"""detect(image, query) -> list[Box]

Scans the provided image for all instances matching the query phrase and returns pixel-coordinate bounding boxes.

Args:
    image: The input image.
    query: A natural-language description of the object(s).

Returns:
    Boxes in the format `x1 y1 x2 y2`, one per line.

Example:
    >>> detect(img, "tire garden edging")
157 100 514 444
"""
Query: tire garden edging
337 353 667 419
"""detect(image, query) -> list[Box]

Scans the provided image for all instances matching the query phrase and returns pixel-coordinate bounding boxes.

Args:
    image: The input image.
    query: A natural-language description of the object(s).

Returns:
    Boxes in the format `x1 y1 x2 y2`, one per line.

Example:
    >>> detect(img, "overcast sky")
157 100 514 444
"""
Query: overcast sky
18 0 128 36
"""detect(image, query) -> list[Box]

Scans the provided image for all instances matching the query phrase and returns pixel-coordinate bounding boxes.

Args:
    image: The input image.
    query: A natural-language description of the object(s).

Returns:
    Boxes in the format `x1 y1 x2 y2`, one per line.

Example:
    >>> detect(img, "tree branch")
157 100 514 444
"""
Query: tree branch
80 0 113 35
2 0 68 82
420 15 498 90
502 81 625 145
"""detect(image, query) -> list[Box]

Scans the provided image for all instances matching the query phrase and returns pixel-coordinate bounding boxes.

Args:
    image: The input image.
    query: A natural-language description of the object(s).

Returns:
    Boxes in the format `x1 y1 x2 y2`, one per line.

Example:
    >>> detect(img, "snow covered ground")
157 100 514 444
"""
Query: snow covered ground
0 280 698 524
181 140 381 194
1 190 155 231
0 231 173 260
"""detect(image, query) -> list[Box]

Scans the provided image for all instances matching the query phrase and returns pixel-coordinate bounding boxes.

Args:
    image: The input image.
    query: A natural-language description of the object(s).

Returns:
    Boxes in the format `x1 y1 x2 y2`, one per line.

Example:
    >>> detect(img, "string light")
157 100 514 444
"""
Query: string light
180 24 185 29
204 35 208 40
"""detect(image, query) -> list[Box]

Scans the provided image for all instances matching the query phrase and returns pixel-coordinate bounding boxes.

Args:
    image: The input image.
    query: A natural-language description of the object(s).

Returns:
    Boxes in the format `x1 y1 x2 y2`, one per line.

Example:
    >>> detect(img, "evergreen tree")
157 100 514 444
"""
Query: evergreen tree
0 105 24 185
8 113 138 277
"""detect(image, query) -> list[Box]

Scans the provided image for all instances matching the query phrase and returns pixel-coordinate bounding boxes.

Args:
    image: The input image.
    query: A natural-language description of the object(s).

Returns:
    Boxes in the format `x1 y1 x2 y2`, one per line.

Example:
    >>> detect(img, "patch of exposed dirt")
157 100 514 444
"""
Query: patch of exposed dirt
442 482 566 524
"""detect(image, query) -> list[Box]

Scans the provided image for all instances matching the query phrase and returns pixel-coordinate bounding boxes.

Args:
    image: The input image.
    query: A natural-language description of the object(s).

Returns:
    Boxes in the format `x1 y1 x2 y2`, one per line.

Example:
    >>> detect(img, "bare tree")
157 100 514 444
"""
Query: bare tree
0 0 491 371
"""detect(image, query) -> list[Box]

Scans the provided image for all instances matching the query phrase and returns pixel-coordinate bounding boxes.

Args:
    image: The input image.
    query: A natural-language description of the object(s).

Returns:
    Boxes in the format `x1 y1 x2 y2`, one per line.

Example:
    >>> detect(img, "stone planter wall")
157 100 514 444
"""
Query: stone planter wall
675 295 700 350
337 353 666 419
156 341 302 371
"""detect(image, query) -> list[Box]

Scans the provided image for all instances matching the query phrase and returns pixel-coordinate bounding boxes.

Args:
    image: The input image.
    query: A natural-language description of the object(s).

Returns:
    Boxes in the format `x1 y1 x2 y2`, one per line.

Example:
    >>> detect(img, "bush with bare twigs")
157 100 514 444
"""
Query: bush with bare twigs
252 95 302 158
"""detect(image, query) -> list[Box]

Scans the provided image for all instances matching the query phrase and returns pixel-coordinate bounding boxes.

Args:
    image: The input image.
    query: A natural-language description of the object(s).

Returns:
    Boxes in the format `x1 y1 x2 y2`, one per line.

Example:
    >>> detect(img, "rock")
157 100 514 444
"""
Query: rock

______________________________

- AIM OF THE EXERCISE -
Output every record above exactly as it appears.

- ANSWER SECTION -
"""detect(image, query) -> list[Box]

Scans the provided image for all instances matching the query phrase and returns pixel-coordinate bounding boxes.

Args:
    image: The input image.
    query: A natural-language description of the object(s).

Returns:
    Boxes in the format `x1 y1 x2 y2`, one per line.

Example:
    >>> detect(img, "tire garden edging")
157 100 514 444
"""
Query: tire garden edging
337 353 667 419
"""detect(image, query) -> list[Box]

Scans the provided image for all instances matching the query phrase and returns pixel-coordinate bounding boxes.

Args:
    image: The input image.
    query: A natural-language description of the object(s).

Returns:
    Boxes in the format `x1 y1 x2 y2`, one per line.

Example:
    >>> detect(img, "overcast sky")
157 100 514 444
"""
Query: overcast sky
18 0 128 36
"""detect(image, query) -> list[Box]

Scans the provided image for all instances matching the query phrase and returns pixel-coordinate bounding boxes.

Args:
    image: The input image.
    query: A natural-language description of the object(s).

Returns:
    Boxes in the format `x1 y1 x2 y2`, one per line.

Example:
    >>> detect(img, "tree branch")
157 100 514 444
"""
Query: tree branch
80 0 113 35
2 0 68 82
420 15 498 90
502 81 625 145
"""detect(image, query) -> list[Box]

Scans the provided image for all instances matching the query phrase and returns pixel-coordinate bounding boxes.

Args:
    image: The input image.
    query: A natural-language description of the object(s).

Returns:
    Boxes in the format `x1 y1 x2 y2`, one per line.

Example:
    >>> detect(img, "snow covered ground")
157 100 514 444
"""
Query: snow covered ground
0 280 698 524
181 140 381 194
1 190 155 231
0 231 173 260
"""detect(image, query) -> list[Box]

Scans the provided image for all instances matching the query phrase and returns pixel-coordinate bounding boxes.

Args:
    image: The input image.
    query: A natural-language description of the object(s).

Returns:
    Boxes in the format `x1 y1 x2 y2`, one per line.

Example:
    >>> detect(img, "string light")
157 100 514 444
"""
Query: string light
180 24 185 29
204 35 208 40
"""detect(image, query) -> list[Box]

Scans the provided image for all instances matching the query phrase and returns pixel-coordinate bounding boxes.

Args:
    image: The input image.
    query: A natural-language description of the object(s).

Returns:
    Boxes in the format `x1 y1 x2 y2`, one per line.

Example:
    >>> detect(img, "evergreen tree")
157 100 514 444
"""
Query: evergreen tree
0 105 24 185
8 113 138 277
"""detect(image, query) -> list[Box]

Scans the provided image for all instances matching the query phrase and returns pixel-coordinate bounding boxes.

Args:
    image: The input image.
    query: A natural-language description of the object(s).

Returns:
    Boxes in the format `x1 y1 x2 y2`, one per line.

Example:
    >>> detect(img, "patch of exposed dirt")
157 100 514 444
"""
Query: patch of exposed dirt
442 482 566 524
"""detect(image, query) -> list[Box]

Scans the provided image for all instances matching the query phrase and returns pixel-coordinate bounding boxes.

Args:
    image: The input image.
    query: A natural-language description of the object(s).

Returns:
    Boxes in the format `x1 y1 x2 y2`, one per line.

Example:
    >>> detect(img, "bare tree")
157 100 514 444
"""
Query: bare tree
0 0 491 371
"""detect(image, query) -> list[Box]

Scans the provided image for all instances matching the query phrase and returns pixel-coordinate bounding boxes.

Args:
    image: The input image.
    query: A natural-language description of the object(s).

Returns:
    Boxes in the format `x1 y1 x2 y2`, one per line.

Example:
    >>> detect(img, "stone planter wall")
157 100 514 444
"""
Query: stone planter wall
675 295 700 350
337 353 666 419
156 341 302 371
"""detect(image, query) -> list[Box]

Scans the provided image for all instances matching the query phrase and returns pixel-coordinate bounding boxes.

Args:
    image: The input image.
    query: A natural-language description of the object(s).

Returns:
    Boxes in the format `x1 y1 x2 y2`, one per line.

Example:
    >>> detect(img, "bush with bare twigs")
157 100 514 444
"""
Query: bush with bare twigs
252 95 302 158
"""detect(image, query) -> list[Box]

Scans the provided image for all instances matching the query phrase and returns pixel-coordinate bounding boxes.

Args:
    image: The input image.
    query: A natural-language description of the object(s).

Returns:
    Boxes in the format `x1 y1 x2 y2`, one per line.

Example:
    >>> detect(img, "rock")
157 100 514 444
"""
Query: rock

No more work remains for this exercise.